» **EXERCISE DESCRIPTION**
Report how many lines in the records below contain the string "black". Case counts, and the answer should be the number alone.

» **SUPPLIED INFORMATION**
((

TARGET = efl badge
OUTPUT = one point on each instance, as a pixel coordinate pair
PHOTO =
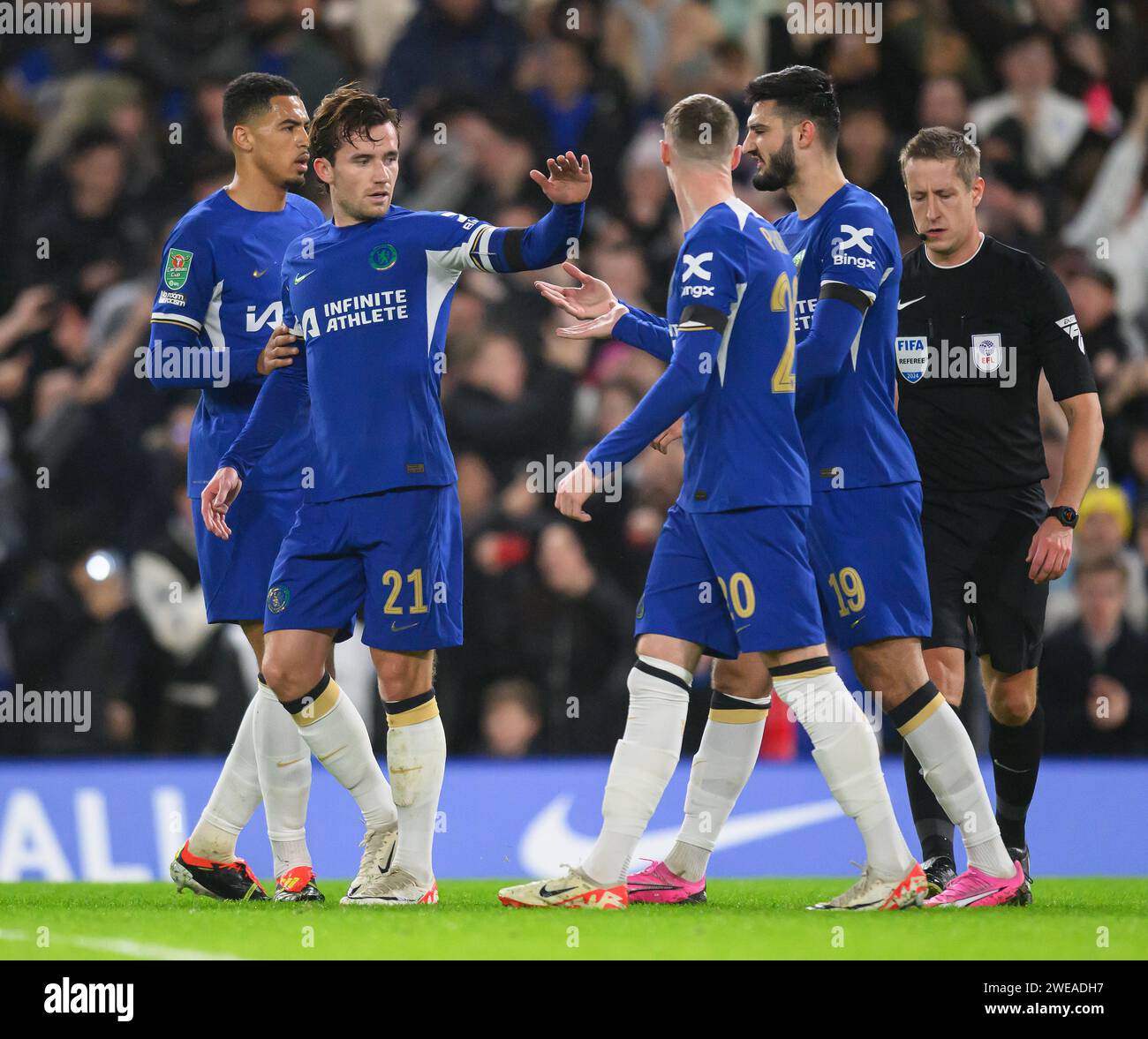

))
((

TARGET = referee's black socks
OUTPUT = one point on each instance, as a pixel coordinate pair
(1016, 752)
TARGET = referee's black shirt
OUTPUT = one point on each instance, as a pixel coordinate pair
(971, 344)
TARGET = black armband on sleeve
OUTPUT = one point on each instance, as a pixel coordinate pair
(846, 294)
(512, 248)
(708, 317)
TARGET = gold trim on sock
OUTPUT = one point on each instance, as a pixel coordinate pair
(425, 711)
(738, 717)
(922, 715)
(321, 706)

))

» **EXERCISE RESULT**
3